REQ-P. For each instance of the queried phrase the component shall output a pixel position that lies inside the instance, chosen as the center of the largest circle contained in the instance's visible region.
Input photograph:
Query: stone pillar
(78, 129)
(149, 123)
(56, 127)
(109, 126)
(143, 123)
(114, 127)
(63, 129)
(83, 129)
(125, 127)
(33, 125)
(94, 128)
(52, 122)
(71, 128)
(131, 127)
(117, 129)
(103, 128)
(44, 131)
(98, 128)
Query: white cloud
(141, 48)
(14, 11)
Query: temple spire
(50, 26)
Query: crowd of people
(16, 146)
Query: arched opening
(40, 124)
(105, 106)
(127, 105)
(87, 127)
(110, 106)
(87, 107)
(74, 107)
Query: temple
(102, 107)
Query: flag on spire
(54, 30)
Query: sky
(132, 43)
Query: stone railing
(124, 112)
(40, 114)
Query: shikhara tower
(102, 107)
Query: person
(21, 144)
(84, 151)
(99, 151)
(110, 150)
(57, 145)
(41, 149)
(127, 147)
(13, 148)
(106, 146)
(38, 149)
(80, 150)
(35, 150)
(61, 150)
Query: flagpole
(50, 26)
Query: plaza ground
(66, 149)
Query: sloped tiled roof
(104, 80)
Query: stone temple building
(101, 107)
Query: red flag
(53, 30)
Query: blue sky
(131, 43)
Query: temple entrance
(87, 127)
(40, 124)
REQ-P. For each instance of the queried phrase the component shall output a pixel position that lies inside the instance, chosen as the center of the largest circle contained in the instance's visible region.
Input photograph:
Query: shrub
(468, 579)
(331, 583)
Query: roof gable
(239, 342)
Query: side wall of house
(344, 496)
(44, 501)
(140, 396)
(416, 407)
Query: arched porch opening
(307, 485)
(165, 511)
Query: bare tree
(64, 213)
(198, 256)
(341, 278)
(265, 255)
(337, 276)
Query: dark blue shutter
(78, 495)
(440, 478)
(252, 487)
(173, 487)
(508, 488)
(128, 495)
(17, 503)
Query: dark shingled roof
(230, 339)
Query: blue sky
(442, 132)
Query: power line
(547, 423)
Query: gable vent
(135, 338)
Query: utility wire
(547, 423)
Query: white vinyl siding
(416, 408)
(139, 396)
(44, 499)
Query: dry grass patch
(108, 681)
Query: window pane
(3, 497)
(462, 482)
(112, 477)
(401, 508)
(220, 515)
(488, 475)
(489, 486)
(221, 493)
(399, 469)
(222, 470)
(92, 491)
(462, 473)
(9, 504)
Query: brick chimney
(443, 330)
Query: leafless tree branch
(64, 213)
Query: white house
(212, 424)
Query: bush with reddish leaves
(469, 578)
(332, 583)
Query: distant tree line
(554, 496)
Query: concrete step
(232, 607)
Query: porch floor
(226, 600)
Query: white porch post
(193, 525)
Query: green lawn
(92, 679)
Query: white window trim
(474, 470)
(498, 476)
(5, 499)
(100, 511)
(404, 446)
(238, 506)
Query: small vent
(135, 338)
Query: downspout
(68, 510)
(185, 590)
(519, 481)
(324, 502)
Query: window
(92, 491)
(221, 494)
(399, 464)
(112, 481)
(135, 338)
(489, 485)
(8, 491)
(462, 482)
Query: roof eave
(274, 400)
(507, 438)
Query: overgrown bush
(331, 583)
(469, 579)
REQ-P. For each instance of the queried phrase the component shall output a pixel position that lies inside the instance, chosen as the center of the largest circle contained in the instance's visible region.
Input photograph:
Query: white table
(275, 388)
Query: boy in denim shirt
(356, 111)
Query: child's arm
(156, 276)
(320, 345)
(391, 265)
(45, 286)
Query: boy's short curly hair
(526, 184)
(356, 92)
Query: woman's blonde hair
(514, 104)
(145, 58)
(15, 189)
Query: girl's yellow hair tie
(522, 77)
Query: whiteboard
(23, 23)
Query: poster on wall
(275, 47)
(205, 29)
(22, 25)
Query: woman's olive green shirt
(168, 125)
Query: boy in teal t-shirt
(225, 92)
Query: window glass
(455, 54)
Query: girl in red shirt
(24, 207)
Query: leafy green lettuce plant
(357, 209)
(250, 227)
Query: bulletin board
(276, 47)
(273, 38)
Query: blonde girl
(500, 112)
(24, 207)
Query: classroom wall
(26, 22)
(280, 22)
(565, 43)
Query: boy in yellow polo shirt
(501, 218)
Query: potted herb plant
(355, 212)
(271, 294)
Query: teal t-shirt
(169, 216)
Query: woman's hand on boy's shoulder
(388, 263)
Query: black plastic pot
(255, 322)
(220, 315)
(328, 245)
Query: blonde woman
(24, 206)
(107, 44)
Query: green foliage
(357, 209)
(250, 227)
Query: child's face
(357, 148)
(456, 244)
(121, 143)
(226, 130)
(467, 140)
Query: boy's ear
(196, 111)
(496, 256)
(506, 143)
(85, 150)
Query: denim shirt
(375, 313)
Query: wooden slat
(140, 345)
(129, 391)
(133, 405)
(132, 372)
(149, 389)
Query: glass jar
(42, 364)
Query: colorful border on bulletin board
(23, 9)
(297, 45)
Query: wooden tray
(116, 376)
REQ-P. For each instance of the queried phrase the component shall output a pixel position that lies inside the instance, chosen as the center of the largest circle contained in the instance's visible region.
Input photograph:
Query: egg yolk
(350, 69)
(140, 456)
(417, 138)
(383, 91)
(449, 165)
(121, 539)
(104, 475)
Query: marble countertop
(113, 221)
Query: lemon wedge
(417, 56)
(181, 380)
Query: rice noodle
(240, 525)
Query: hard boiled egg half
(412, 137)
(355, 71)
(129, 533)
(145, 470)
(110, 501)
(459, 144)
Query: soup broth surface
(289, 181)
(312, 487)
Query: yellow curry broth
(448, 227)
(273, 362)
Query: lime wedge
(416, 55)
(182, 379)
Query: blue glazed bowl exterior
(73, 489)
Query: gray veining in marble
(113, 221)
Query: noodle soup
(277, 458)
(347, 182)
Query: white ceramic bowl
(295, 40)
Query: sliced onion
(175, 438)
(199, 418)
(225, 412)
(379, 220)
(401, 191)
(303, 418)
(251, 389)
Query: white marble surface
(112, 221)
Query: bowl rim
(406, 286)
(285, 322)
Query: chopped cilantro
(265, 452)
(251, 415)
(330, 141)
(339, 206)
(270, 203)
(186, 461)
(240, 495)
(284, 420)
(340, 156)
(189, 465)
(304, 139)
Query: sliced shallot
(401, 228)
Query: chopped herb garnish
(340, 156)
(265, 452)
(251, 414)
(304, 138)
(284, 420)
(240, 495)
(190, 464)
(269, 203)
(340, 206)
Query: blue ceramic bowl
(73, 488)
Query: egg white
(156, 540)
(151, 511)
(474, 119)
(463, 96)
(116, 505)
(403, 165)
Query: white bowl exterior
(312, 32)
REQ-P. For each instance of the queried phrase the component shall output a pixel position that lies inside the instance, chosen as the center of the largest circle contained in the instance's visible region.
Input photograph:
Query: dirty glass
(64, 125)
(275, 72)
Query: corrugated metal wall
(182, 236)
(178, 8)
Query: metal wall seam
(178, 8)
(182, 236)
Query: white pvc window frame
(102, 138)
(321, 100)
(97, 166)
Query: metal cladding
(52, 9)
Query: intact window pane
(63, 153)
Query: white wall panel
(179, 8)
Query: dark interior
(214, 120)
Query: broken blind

**Goal of the exercise:** Above are the records; copy all of them exactly.

**Final result:**
REQ-P. For each instance of the queried phrase the component shall output a pixel position that lies inside the instance, chosen as the center of the largest circle contained in the instance's visible region.
Input photograph:
Query: stone pillar
(78, 129)
(149, 123)
(56, 127)
(109, 126)
(143, 123)
(114, 127)
(63, 129)
(83, 129)
(125, 127)
(33, 125)
(94, 128)
(52, 122)
(71, 128)
(131, 127)
(117, 129)
(103, 128)
(44, 131)
(98, 128)
Query: white cloud
(141, 48)
(14, 11)
Query: temple spire
(50, 26)
Query: crowd of people
(16, 146)
Query: arched opening
(40, 124)
(105, 106)
(127, 105)
(87, 127)
(110, 106)
(87, 107)
(74, 107)
Query: temple
(102, 107)
Query: flag on spire
(54, 30)
Query: sky
(132, 43)
Query: stone railing
(124, 112)
(40, 114)
Query: shikhara tower
(102, 107)
Query: person
(21, 144)
(84, 151)
(99, 151)
(110, 150)
(57, 145)
(41, 149)
(127, 147)
(13, 148)
(106, 146)
(38, 149)
(80, 150)
(35, 150)
(61, 150)
Query: flagpole
(50, 26)
Query: plaza ground
(66, 149)
Query: sloped tiled roof
(104, 80)
Query: stone temple building
(101, 107)
Query: red flag
(53, 30)
Query: blue sky
(131, 43)
Query: temple entrance
(87, 127)
(40, 124)
REQ-P. For each instance of the queried phrase the component shall output a pixel position that lies inside the instance, chosen as the center of the largest circle contained in the instance's visible region.
Input photograph:
Query: shrub
(468, 579)
(331, 583)
Query: roof gable
(239, 342)
Query: side wall of house
(344, 496)
(44, 501)
(140, 396)
(416, 407)
Query: arched porch opening
(307, 485)
(165, 511)
Query: bare tree
(64, 213)
(198, 256)
(341, 278)
(265, 255)
(337, 276)
Query: dark blue shutter
(78, 495)
(440, 478)
(252, 487)
(173, 487)
(508, 488)
(128, 495)
(17, 503)
Query: dark shingled roof
(230, 339)
Query: blue sky
(442, 132)
Query: power line
(547, 423)
Query: gable vent
(135, 338)
Query: utility wire
(547, 423)
Query: white vinyl siding
(416, 408)
(139, 396)
(44, 499)
Query: dry grass patch
(108, 681)
Query: window pane
(3, 497)
(462, 482)
(112, 477)
(401, 508)
(220, 515)
(488, 475)
(489, 486)
(221, 493)
(399, 469)
(222, 470)
(92, 491)
(462, 473)
(9, 504)
Query: brick chimney
(443, 330)
Query: leafless tree branch
(64, 213)
Query: white house
(212, 424)
Query: bush with reddish leaves
(469, 578)
(332, 583)
Query: distant tree line
(554, 496)
Query: concrete step
(232, 607)
Query: porch floor
(226, 600)
Query: white porch post
(193, 525)
Query: green lawn
(92, 679)
Query: white window trim
(474, 470)
(498, 476)
(5, 499)
(100, 511)
(404, 446)
(238, 506)
Query: small vent
(135, 338)
Query: downspout
(68, 510)
(185, 590)
(519, 481)
(324, 502)
Query: window
(92, 491)
(221, 494)
(399, 464)
(112, 481)
(135, 338)
(489, 485)
(8, 491)
(462, 482)
Query: roof eave
(274, 400)
(507, 438)
Query: overgrown bush
(331, 583)
(469, 579)
REQ-P. For each instance of the queried phrase the component shall output a pixel position that lies inside the instance, chosen as the center of the largest circle contained in the instance's visible region.
Input photograph:
Query: white table
(275, 388)
Query: boy in denim shirt
(356, 111)
Query: child's arm
(156, 276)
(320, 345)
(391, 265)
(45, 286)
Query: boy's short curly hair
(526, 184)
(356, 92)
Query: woman's blonde hair
(514, 104)
(145, 58)
(15, 189)
Query: girl's yellow hair tie
(522, 77)
Query: whiteboard
(23, 23)
Query: poster on wall
(275, 47)
(205, 29)
(22, 25)
Query: woman's olive green shirt
(168, 125)
Query: boy in teal t-shirt
(225, 92)
Query: window glass
(455, 54)
Query: girl in red shirt
(24, 207)
Query: leafy green lettuce plant
(357, 209)
(250, 227)
Query: bulletin board
(276, 47)
(273, 38)
Query: blonde girl
(500, 112)
(24, 207)
Query: classroom wall
(26, 22)
(280, 22)
(565, 43)
Query: boy in yellow polo shirt
(501, 218)
Query: potted herb plant
(355, 212)
(271, 294)
Query: teal t-shirt
(169, 216)
Query: woman's hand on boy's shoulder
(388, 263)
Query: black plastic pot
(255, 322)
(220, 315)
(328, 245)
Query: blonde woman
(24, 206)
(107, 44)
Query: green foliage
(357, 209)
(250, 227)
Query: child's face
(357, 148)
(456, 244)
(121, 143)
(226, 130)
(467, 140)
Query: boy's ear
(196, 111)
(496, 256)
(506, 143)
(85, 150)
Query: denim shirt
(375, 313)
Query: wooden slat
(140, 345)
(129, 391)
(133, 405)
(132, 372)
(149, 389)
Query: glass jar
(42, 364)
Query: colorful border on bulletin board
(23, 9)
(297, 45)
Query: wooden tray
(116, 376)
REQ-P. For each instance of the queried phrase the component shall output a pixel position that lies inside the instance, chosen as the center of the largest circle contained in the instance's visible region.
Input photograph:
Query: egg yolk
(350, 69)
(140, 456)
(417, 138)
(383, 91)
(449, 165)
(121, 539)
(104, 475)
Query: marble countertop
(113, 221)
Query: lemon wedge
(417, 56)
(181, 380)
Query: rice noodle
(240, 525)
Query: hard boiled egg half
(412, 137)
(355, 71)
(129, 533)
(145, 470)
(110, 501)
(459, 144)
Query: soup broth surface
(289, 181)
(312, 487)
Query: yellow curry broth
(448, 227)
(273, 362)
Query: lime wedge
(416, 55)
(182, 379)
Query: blue glazed bowl exterior
(73, 489)
Query: gray veining in marble
(113, 221)
Query: noodle soup
(277, 458)
(347, 182)
Query: white ceramic bowl
(295, 40)
Query: sliced onion
(175, 438)
(199, 418)
(225, 412)
(379, 220)
(401, 191)
(303, 418)
(251, 389)
Query: white marble surface
(112, 221)
Query: bowl rim
(406, 286)
(285, 322)
Query: chopped cilantro
(265, 452)
(251, 415)
(330, 141)
(339, 206)
(270, 203)
(186, 461)
(240, 495)
(284, 420)
(340, 156)
(189, 465)
(304, 139)
Query: sliced shallot
(401, 228)
Query: chopped herb garnish
(340, 156)
(265, 452)
(251, 414)
(304, 138)
(284, 420)
(240, 495)
(190, 464)
(269, 203)
(340, 206)
Query: blue ceramic bowl
(73, 488)
Query: egg white
(156, 540)
(151, 511)
(474, 119)
(463, 96)
(116, 505)
(403, 165)
Query: white bowl exterior
(312, 32)
REQ-P. For each instance of the queried phrase the component shall output a pixel position that lies inside the instance, chosen as the center of the largest circle contained in the instance's visible region.
Input photograph:
Query: dirty glass
(64, 125)
(275, 72)
Query: corrugated metal wall
(182, 236)
(178, 8)
Query: metal wall seam
(178, 8)
(182, 236)
Query: white pvc window frame
(102, 138)
(321, 100)
(97, 166)
Query: metal cladding
(52, 9)
Query: intact window pane
(63, 153)
Query: white wall panel
(179, 8)
Query: dark interior
(214, 120)
Query: broken blind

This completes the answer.